_Texto fuente_.
Las normas provienen del estado, la institución, el orden social espontáneo, estableciendo qué se puede hacer, qué es mejor o más criticable, así como qué está prohibido y merece punición, ya sea material, moral o de privación de la libertad.

El campo más evidente lo constituye el del Derecho, evidenciado en la construcción de códigos, jurisprudencias y reglamentos, pero existen otras manifestaciones.

Los intercambios amorosos también se producen dentro de un marco simbólico de permisividades y restricciones, sancionándose como aceptables o reprobables determinados comportamientos; y siempre con algún tipo de exclusión respecto a la posibilidad de unión entre personas según sea su grado de parentesco, cosa que varía de una cultura a otra, y de restricciones, deberes y derechos según el estado civil del ciudadano.

Ciertas prácticas privadas –no susceptibles de punición ante la ley si son consensuadas- son, asimismo, objeto de enjuiciamiento, siendo significadas como “normales” o “desviadas”, tanto desde una perspectiva social como religiosa y científica. Lo que se hace en la intimidad de una habitación, lo que se dice en el secreto de la seducción, lo que se sueña y fantasea y lo que se acepta respecto a la libertad de acción y decisión del partenaire amoroso.

Entonces, parece evidente que resulta imposible no participar de imperativos e ideales sociales pero el punto clave radica en pensar si esto debería implicar una sumisión absoluta a los mismos. Abogamos no sólo por la posibilidad sino por la necesidad de restarse, en algún punto, a los designios que vienen de lo que Lacan designa como el Otro, en tanto lugar de los significantes que nos determinan. Un ejemplo muy bonito lo encontramos en muchas tabernas y bares de Atenas, en los que se fuma abiertamente bajo los carteles que prohíben hacerlo. Se podrá decir que esos actos constituyen una falta de respeto al prójimo o una perversión generalizada que habla de la decadencia de una cultura que dista mucho de ser lo que fue. Pero la gente se encuentra a gusto, participa de una costumbre anclada históricamente y no se ve obligada a coartarse por una exigencia poco razonable para ese contexto. En otro ámbito vemos cómo muchos sujetos, con gran fortaleza y valentía, son capaces de hacer algo con las voces que se les imponen y ordenan, así como poner en entredicho los usos y costumbres familiares, incluyendo los roles asignados y asumidos históricamente.

Sólo así, afirmando la posibilidad de una operación de resta de lo que, paradójicamente, nos constituye como personas, es que podemos construir algún acto de libertad que transforme lo instituido y habilite la instancia de algo novedoso en nuestra subjetividad.

_Problema planteado_.
Di si cada afirmación coincide o no con el texto sobre las normas, y cita las palabras exactas del texto que lo deciden. (a) El Derecho es el campo más evidente de las normas. (b) En los bares de Atenas que se mencionan, la gente deja de fumar al ver los carteles. (c) Los límites a la unión entre personas según su parentesco son iguales en todas las culturas.

Fragmentos del conjunto de datos de anotación de ubicaciones:
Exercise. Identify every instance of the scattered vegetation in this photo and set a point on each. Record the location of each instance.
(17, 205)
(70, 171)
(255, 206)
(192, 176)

_Solución_.
(a) Sí: «El campo más evidente lo constituye el del Derecho».
(b) No: «se fuma abiertamente bajo los carteles que prohíben hacerlo».
(c) No: «cosa que varía de una cultura a otra».